======== Texte fourni
Nous entamions notre descente d’une altitude de 6000 mètres lorsque l’hôtesse de l’air s’est penchée au dessus de ma voisine, une dame âgée, pour me tapoter sur l’épaule.
« J’écoute Lady Gaga, » lui dis-je, tout en retirant mes écouteurs. Je ne connaissais pas cette Lady Gaga, mais sa performance la semaine dernière à la TV était fascinante.
« Les pilotes voudraient vous voir dans la cabine de pilotage lorsque nous débarquerons, » me dit-elle avec l’accent du sud.
« J’ai fait quelque chose de mal ? »
« Non, ils ont quelque chose à vous montrer. » (La dernière fois qu’une employée de compagnie aérienne a voulu me montrer quelque chose c’était une lettre de réprimande reçue pour avoir mangé un plateau-repas sans le payer. « Eh Oui... » m’avait-elle dit, « nous devons désormais payer pour nos repas pris à bord ».)
L’avion a atterri et je suis entré dans le cockpit. « Lisez ceci, » me dit le commandant de bord. Il me remet alors un courier reçu de la compagnie aérienne, intitulé « lettre d’avertissement ». Ce pauvre gars avait pris trois jours d’arrêt maladie cette année, semble-t-il. Cette lettre l’avertissait de ne pas en prendre d’autre.
« Super », lui dis-je. « C’est tout ce que je veux ! Vous venez travailler en étant malade, m’emmenez dans les airs, puis me demandez d’emprunter le sachet à vomi accroché au dos du siège... »
Il me montre alors sa feuille de paie. Il a ramené 405 dollars à la maison cette semaine. Ma vie était entièrement entre ses mains depuis une heure et il est moins payé que le gamin qui me livre des pizzas.
Je leur ai dit que toute une partie de mon dernier film était consacrée à la façon dont les pilotes sont traités (montrant à travers cet exemple comment les salaires ont été sabrés et la classe moyenne décimée). Dans le film, je rencontre un pilote d’une grande compagnie aérienne qui n’a gagné que 17 000 dollars l’an dernier (11 500 €). Durant quatre mois, ses revenus étaient si bas qu’il pouvait bénéficier du programme de coupons d’aide alimentaire - et en a obtenu. Dans le film, il y a un autre pilote qui a un deuxième emploi de « promeneur de chien ».
================
======== Contenu des données
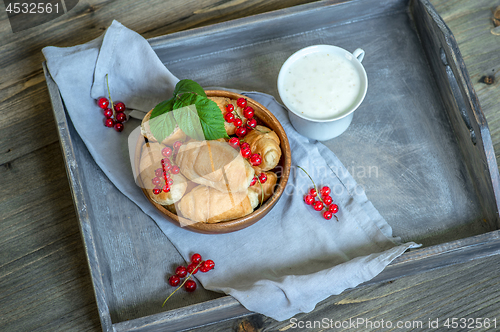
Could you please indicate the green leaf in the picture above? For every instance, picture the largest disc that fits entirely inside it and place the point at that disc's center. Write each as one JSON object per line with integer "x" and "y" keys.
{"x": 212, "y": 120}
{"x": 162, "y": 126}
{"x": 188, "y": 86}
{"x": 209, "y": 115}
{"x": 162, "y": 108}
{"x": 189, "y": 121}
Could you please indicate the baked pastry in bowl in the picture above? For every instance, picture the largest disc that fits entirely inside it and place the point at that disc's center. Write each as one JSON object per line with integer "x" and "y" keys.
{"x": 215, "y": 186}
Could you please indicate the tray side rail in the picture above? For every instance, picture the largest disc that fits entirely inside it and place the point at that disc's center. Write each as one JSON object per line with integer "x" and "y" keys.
================
======== Contenu des données
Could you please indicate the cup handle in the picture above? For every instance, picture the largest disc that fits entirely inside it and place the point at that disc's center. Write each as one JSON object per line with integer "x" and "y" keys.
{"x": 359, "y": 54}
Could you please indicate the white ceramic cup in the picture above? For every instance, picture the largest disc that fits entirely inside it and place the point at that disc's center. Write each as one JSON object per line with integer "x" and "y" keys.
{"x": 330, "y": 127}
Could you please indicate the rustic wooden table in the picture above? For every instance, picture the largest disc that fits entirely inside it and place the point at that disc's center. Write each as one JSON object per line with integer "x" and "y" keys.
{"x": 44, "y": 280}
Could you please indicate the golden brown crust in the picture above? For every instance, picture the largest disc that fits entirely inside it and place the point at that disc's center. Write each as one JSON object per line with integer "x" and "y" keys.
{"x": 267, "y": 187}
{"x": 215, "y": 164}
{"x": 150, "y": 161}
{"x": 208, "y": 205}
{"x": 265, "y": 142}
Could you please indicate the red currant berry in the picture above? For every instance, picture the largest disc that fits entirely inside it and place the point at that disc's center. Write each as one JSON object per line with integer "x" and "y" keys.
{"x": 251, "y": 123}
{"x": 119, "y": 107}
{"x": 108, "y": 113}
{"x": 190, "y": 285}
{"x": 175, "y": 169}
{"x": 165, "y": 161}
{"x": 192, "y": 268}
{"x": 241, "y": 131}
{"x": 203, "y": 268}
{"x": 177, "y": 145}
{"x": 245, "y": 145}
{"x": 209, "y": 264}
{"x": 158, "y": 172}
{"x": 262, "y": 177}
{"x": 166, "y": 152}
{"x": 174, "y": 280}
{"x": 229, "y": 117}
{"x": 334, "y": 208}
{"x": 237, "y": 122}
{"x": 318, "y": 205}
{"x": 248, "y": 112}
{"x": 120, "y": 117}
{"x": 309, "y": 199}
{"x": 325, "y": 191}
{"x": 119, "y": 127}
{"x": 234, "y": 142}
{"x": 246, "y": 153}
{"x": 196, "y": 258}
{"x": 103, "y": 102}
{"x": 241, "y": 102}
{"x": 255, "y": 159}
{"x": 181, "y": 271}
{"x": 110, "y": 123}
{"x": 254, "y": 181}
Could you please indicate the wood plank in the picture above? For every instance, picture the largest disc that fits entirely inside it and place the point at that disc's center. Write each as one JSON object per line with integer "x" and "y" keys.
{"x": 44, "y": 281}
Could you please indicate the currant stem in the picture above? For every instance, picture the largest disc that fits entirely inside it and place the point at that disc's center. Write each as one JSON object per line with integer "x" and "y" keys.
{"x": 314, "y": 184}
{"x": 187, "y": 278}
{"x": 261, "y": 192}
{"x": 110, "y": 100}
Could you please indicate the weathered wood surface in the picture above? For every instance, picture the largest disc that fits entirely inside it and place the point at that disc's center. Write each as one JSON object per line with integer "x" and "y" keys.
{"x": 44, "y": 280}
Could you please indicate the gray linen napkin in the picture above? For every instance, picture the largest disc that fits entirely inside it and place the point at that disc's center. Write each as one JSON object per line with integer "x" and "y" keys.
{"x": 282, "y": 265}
================
■ **Consigne**: Reprenez le passage du texte fourni commençant par « L’avion a atterri » et se poursuivant jusqu'à « en prendre d’autre. », en renommant « commandant de bord » en « copilote ».

■ **Réponse ci-dessous**:
L’avion a atterri et je suis entré dans le cockpit. « Lisez ceci, » me dit le copilote. Il me remet alors un courier reçu de la compagnie aérienne, intitulé « lettre d’avertissement ». Ce pauvre gars avait pris trois jours d’arrêt maladie cette année, semble-t-il. Cette lettre l’avertissait de ne pas en prendre d’autre.